• **Short exercise**
Copy all of the records below, substituting "Image" for every occurrence of "Screen capture" and keeping everything else the same. Omit the pictures from your copy.

• **Data shown**
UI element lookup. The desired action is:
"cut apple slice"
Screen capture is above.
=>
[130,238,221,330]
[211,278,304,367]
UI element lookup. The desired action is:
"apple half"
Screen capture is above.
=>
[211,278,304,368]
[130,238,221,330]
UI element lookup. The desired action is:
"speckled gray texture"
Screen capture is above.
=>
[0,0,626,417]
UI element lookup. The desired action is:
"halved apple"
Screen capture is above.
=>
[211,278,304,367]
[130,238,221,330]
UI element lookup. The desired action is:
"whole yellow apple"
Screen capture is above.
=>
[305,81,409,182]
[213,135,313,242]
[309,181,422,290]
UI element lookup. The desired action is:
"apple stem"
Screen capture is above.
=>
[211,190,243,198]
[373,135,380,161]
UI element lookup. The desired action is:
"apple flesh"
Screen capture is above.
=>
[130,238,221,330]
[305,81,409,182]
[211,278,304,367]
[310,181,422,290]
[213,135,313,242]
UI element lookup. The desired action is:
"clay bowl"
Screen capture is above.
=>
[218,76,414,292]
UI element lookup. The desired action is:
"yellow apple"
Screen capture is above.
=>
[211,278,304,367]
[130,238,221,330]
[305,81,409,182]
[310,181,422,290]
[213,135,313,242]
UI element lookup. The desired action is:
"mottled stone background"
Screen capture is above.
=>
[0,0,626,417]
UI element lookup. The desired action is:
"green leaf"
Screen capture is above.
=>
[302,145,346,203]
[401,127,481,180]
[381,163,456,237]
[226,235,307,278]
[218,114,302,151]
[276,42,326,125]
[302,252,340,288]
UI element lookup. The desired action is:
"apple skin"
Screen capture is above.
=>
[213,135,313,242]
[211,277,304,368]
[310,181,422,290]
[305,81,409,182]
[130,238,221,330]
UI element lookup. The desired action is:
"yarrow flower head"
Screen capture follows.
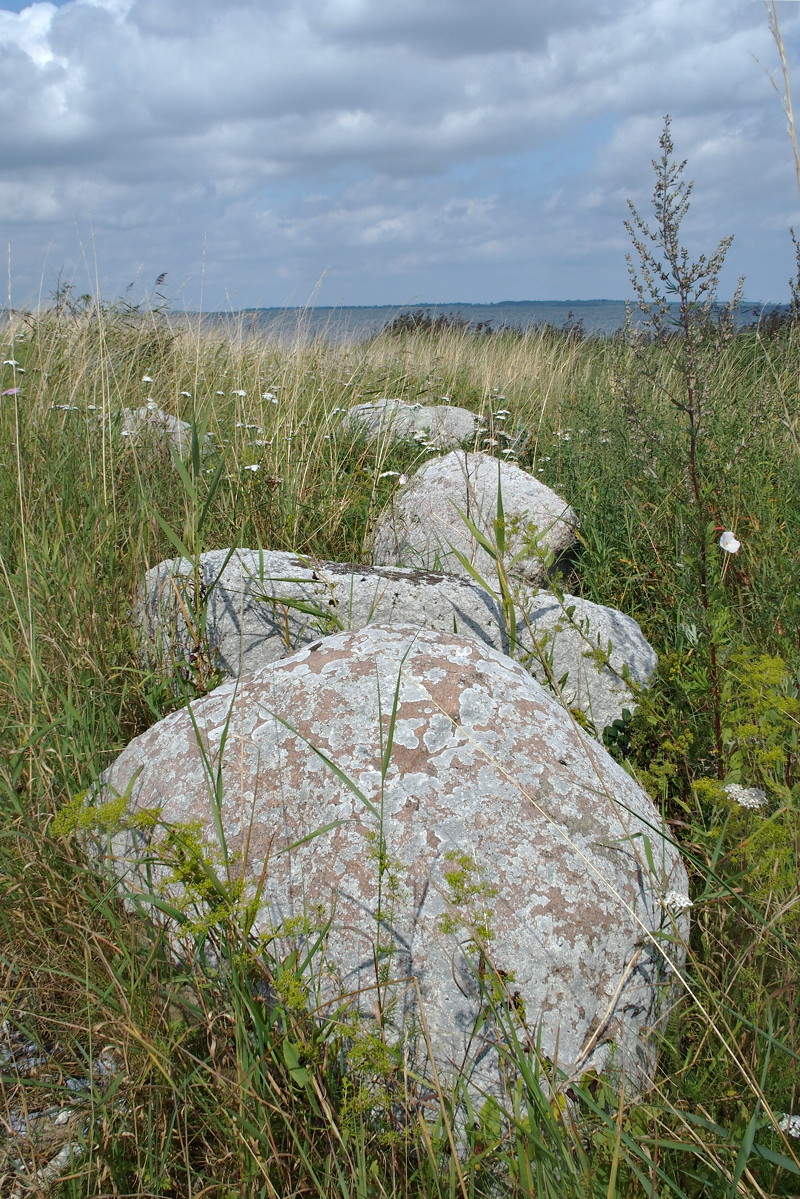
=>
[722,783,766,808]
[662,891,694,915]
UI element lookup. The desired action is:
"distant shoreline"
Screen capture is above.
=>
[192,300,788,341]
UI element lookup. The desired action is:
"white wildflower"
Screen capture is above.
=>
[722,783,766,808]
[720,529,741,554]
[777,1113,800,1137]
[662,891,694,915]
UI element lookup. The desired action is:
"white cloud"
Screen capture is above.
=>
[0,0,800,302]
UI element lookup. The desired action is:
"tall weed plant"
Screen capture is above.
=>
[0,125,800,1199]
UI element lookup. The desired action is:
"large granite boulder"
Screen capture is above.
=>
[95,626,687,1093]
[120,399,213,458]
[344,399,479,450]
[139,549,657,733]
[372,450,577,585]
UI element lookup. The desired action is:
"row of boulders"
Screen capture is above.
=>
[90,402,687,1093]
[139,549,656,733]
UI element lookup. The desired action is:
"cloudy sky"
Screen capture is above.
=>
[0,0,800,309]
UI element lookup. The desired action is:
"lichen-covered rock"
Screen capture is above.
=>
[120,400,213,458]
[139,549,657,733]
[97,626,687,1093]
[372,450,577,586]
[344,399,477,450]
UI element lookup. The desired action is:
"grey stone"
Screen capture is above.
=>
[372,451,577,585]
[120,400,213,458]
[96,626,687,1095]
[139,549,657,733]
[344,399,477,450]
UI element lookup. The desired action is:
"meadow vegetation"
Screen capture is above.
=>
[0,146,800,1199]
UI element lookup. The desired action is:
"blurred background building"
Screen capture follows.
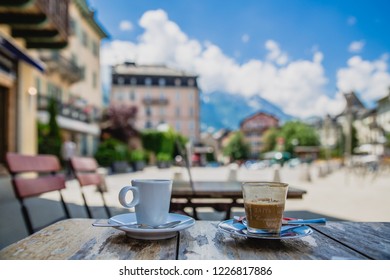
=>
[110,62,200,143]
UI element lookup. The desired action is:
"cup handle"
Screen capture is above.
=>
[119,186,139,208]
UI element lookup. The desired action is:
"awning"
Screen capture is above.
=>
[0,36,45,72]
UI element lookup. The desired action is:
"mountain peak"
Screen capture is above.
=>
[200,92,293,131]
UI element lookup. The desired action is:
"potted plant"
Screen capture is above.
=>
[130,149,146,171]
[157,152,172,168]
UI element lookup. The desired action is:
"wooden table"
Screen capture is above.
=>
[0,219,390,260]
[171,181,306,220]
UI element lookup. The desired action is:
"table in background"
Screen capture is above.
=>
[0,219,390,260]
[171,181,306,220]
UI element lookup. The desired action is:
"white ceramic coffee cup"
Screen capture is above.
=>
[119,179,172,226]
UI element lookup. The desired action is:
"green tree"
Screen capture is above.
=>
[278,121,320,153]
[224,132,249,161]
[262,127,279,152]
[38,97,62,158]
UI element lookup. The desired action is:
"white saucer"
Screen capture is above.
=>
[108,213,195,240]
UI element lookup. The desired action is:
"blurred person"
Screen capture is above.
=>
[61,136,76,178]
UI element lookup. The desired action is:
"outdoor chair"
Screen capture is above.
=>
[6,153,70,234]
[70,157,111,218]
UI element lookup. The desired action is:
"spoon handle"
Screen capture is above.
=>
[92,223,142,227]
[283,218,326,225]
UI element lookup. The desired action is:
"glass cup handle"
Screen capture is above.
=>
[119,186,139,208]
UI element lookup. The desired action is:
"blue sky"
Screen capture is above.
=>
[89,0,390,117]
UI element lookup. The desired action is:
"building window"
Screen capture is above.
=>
[69,18,77,35]
[189,121,195,132]
[117,77,125,85]
[176,107,180,117]
[158,78,165,87]
[130,90,135,101]
[145,106,152,117]
[92,72,97,88]
[175,121,181,132]
[92,41,99,56]
[160,91,165,100]
[145,121,153,128]
[117,92,124,101]
[145,78,152,86]
[81,30,88,47]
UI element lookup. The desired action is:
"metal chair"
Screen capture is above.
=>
[6,153,70,234]
[70,157,111,218]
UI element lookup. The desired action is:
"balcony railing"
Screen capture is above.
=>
[0,0,69,49]
[38,95,100,123]
[40,52,83,84]
[142,97,169,106]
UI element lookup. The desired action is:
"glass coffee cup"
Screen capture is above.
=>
[242,182,288,235]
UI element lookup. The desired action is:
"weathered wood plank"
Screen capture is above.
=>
[178,221,366,260]
[315,222,390,260]
[0,219,177,260]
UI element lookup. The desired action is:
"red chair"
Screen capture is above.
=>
[70,157,111,218]
[6,153,70,234]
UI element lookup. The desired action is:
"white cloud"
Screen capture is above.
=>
[347,16,357,26]
[265,40,288,65]
[119,20,133,31]
[348,41,366,53]
[337,55,390,101]
[241,34,251,43]
[101,10,389,117]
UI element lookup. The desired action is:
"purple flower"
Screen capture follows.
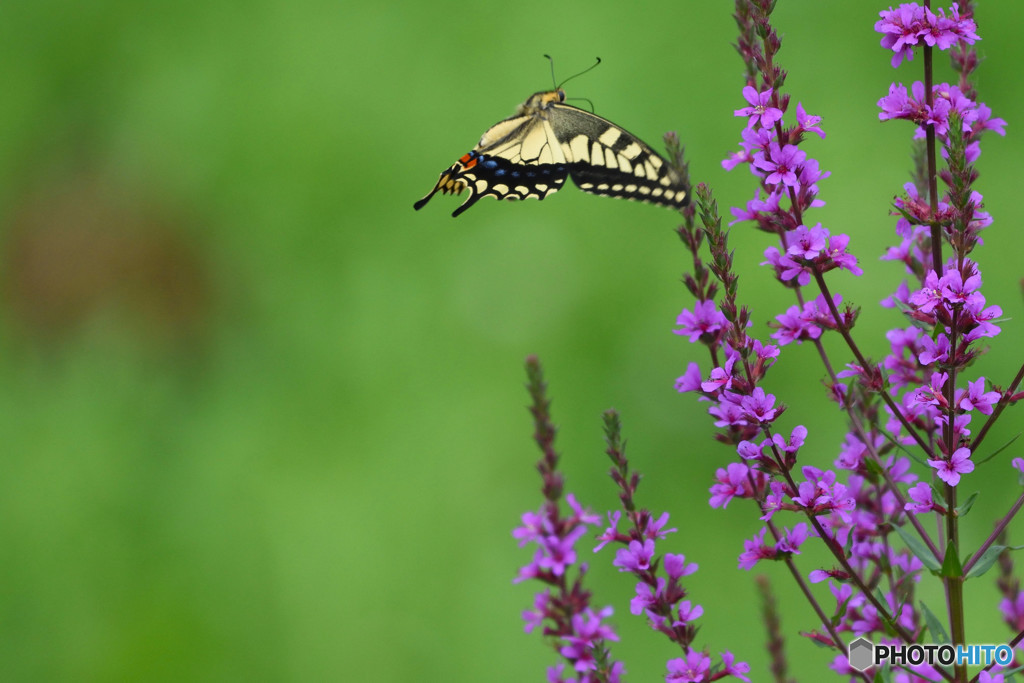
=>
[522,589,551,633]
[777,522,808,555]
[537,524,587,577]
[797,102,825,139]
[673,299,727,343]
[918,333,949,366]
[818,232,864,275]
[754,142,807,187]
[676,361,703,393]
[594,510,623,553]
[708,462,750,509]
[955,377,999,415]
[672,600,703,626]
[643,512,679,541]
[928,449,974,486]
[630,577,666,614]
[665,649,711,683]
[740,387,778,424]
[611,539,654,572]
[785,223,828,260]
[663,553,699,579]
[910,270,943,313]
[733,86,782,128]
[874,2,979,69]
[903,481,935,514]
[558,607,618,672]
[878,83,921,121]
[761,481,786,521]
[722,650,751,683]
[700,348,739,393]
[739,528,777,569]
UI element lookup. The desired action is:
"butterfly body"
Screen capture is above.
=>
[414,88,689,216]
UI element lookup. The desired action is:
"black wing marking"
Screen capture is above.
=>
[413,90,689,216]
[551,104,689,208]
[413,114,569,216]
[413,150,569,217]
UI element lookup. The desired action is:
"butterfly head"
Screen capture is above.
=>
[516,88,565,116]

• **Reply to the task**
UI element lookup. The desired action is:
"cut apple slice"
Image is above.
=>
[130,238,221,330]
[211,278,304,367]
UI element lookup. The desired action is:
"apple half"
Image is above.
=>
[211,278,304,368]
[130,238,221,330]
UI element lookup. The desired action is:
"speckled gray texture"
Image is above.
=>
[0,0,626,417]
UI element lookup. The desired action is:
"halved apple"
Image is above.
=>
[211,278,304,367]
[130,238,221,330]
UI element lookup. The desired action is:
"whole yellow apple"
Image is above.
=>
[305,81,409,182]
[213,135,313,242]
[309,181,422,290]
UI element lookup. The desired action is:
"apple stem"
Image is above.
=>
[211,190,243,198]
[373,135,380,161]
UI element lookup. The desired action is:
"apple flesh"
Image is above.
=>
[130,238,221,330]
[305,81,409,182]
[211,278,304,367]
[310,181,422,290]
[213,135,313,242]
UI element lookup. The desired action is:
"clay bowl"
Image is above.
=>
[218,76,414,292]
UI element lookup. The desired action is:
"yellow apple"
Image is above.
=>
[211,278,304,367]
[130,238,221,330]
[305,81,409,182]
[310,181,422,290]
[213,135,313,242]
UI element lookup. The desired action is:
"mottled stone background"
Image is above.
=>
[0,0,626,417]
UI element lookup. The desired action is:
"green leaf"
Image is above.
=>
[302,145,346,203]
[401,127,481,180]
[381,163,456,237]
[226,235,307,278]
[218,114,302,151]
[276,42,326,125]
[302,252,340,288]
UI element lookup. The desired action is:
"apple skin"
Image is above.
=>
[213,135,313,242]
[211,277,304,368]
[310,181,422,290]
[305,81,409,182]
[130,238,221,330]
UI element lookup. The desired action is:
"yarrow flower head"
Image follows.
=>
[722,783,766,808]
[662,891,694,915]
UI element lookup. The desired action is:
"distant shoreline"
Image is above.
=>
[192,300,788,341]
UI element lookup. The desired action is:
"white wildflower"
Image is above.
=>
[722,783,766,808]
[720,529,741,554]
[777,1113,800,1137]
[662,891,694,915]
UI element lookup. The desired action is:
"white cloud"
Image is above.
=>
[0,0,800,302]
UI element lookup. The desired action is:
"tall weed plant"
Image is above.
=>
[0,125,800,1199]
UI element lookup. The desired action is:
"large granite boulder"
Image is above.
=>
[95,626,687,1093]
[120,399,213,458]
[344,399,479,450]
[139,549,657,733]
[372,450,577,585]
UI element lookup. The desired action is:
"row of boulders"
Image is above.
=>
[90,402,687,1093]
[139,549,656,733]
UI element lookup. The desired action is:
"cloudy sky"
Image is above.
=>
[0,0,800,309]
UI element lookup. The desired action is:
"lichen-covered rock"
Image is above.
=>
[120,400,213,458]
[139,549,657,733]
[97,626,687,1093]
[372,450,577,586]
[344,399,477,450]
UI element lookup. The desired action is:
"grey stone"
Image is above.
=>
[372,451,577,585]
[120,400,213,458]
[96,626,687,1095]
[139,549,657,733]
[344,399,477,450]
UI element lookup. The desired action is:
"meadow vegetation"
Image is above.
=>
[0,146,800,1199]
UI element lookup. The desired action is:
"blurred background building"
Image follows.
=>
[110,62,200,143]
UI element lookup. The desired action is:
"cup handle"
Image is above.
=>
[119,186,139,208]
UI element lookup. The desired action is:
"awning"
Image is above.
=>
[0,36,45,72]
UI element lookup. The desired action is:
"mountain peak"
Image is above.
=>
[200,92,293,131]
UI element lookup. The desired action is:
"potted plant"
Image is above.
=>
[130,149,146,171]
[157,152,172,168]
UI element lookup. The desired action is:
"wooden table"
Image is above.
=>
[0,219,390,260]
[171,181,306,220]
UI element lookup. The desired action is:
"table in background"
Image is above.
=>
[0,219,390,260]
[171,181,306,220]
UI element lookup. The desired action is:
"white ceramic coffee cup"
Image is above.
=>
[119,179,172,226]
UI element lookup. The desired action is:
"green tree"
Image is above.
=>
[278,121,320,153]
[224,132,249,161]
[262,127,279,152]
[38,97,62,158]
UI element lookup. The desired action is:
"white saucer"
Image is above.
=>
[108,213,195,240]
UI element lookup. The desired action is:
"blurred person"
Image is above.
=>
[61,136,76,178]
UI element lookup. The desired action is:
"outdoor chair"
Image is above.
=>
[6,153,70,234]
[70,157,111,218]
UI element lookup. The desired action is:
"spoon handle"
Image is above.
=>
[92,223,142,227]
[283,218,326,225]
UI element lookup. The desired action is:
"glass cup handle"
Image is above.
=>
[119,186,139,208]
UI element lookup. The desired action is:
"blue sky"
Image is above.
=>
[89,0,390,117]
UI element lookup. The desired action is:
"building window"
Image is above.
=>
[69,18,77,35]
[189,121,195,132]
[117,77,125,85]
[176,107,180,117]
[158,78,165,87]
[130,90,135,101]
[145,106,152,117]
[92,72,97,88]
[175,121,181,132]
[92,41,99,56]
[160,91,165,100]
[145,121,153,128]
[117,92,124,101]
[145,78,152,86]
[81,30,88,47]
UI element lookup. The desired action is:
"metal chair"
Image is above.
=>
[6,153,70,234]
[70,157,111,218]
UI element lookup. The desired action is:
"balcony railing"
Image is above.
=>
[0,0,69,49]
[38,95,100,123]
[40,52,83,84]
[142,97,169,106]
UI element lookup. The desired action is:
"glass coffee cup"
Image is above.
=>
[242,182,288,235]
UI element lookup. The desired action is:
"weathered wood plank"
Image is above.
=>
[178,221,366,260]
[315,222,390,260]
[0,219,177,260]
UI element lookup. The desired action is:
"red chair"
Image is above.
=>
[70,157,111,218]
[6,153,70,234]
UI element lookup. The desired action is:
"white cloud"
Image is above.
=>
[347,16,357,26]
[265,40,288,65]
[119,20,133,31]
[348,41,366,53]
[337,55,390,101]
[241,34,251,43]
[101,10,389,117]
UI element lookup. The desired action is:
"purple flower"
Image follows.
=>
[522,589,551,633]
[777,522,808,555]
[537,524,587,577]
[797,102,825,139]
[673,299,727,343]
[918,333,949,366]
[818,232,864,275]
[754,142,807,187]
[676,361,703,393]
[594,510,623,553]
[708,462,750,509]
[955,377,999,415]
[672,600,703,626]
[643,512,679,541]
[928,449,974,486]
[630,577,666,614]
[665,649,711,683]
[740,387,778,424]
[611,539,654,572]
[785,223,828,260]
[663,553,699,579]
[910,270,943,313]
[733,86,782,128]
[874,2,979,69]
[903,481,935,514]
[558,607,618,672]
[878,83,921,121]
[761,481,786,521]
[722,650,751,683]
[700,348,739,393]
[739,528,777,569]
UI element lookup. The desired action is:
"butterfly body"
Image is above.
=>
[414,88,689,216]
UI element lookup. The desired action is:
"black wing marking"
Image is above.
=>
[413,90,689,216]
[551,104,689,208]
[413,114,569,216]
[413,150,569,217]
UI element lookup. The desired action is:
"butterfly head"
Image is above.
=>
[516,88,565,116]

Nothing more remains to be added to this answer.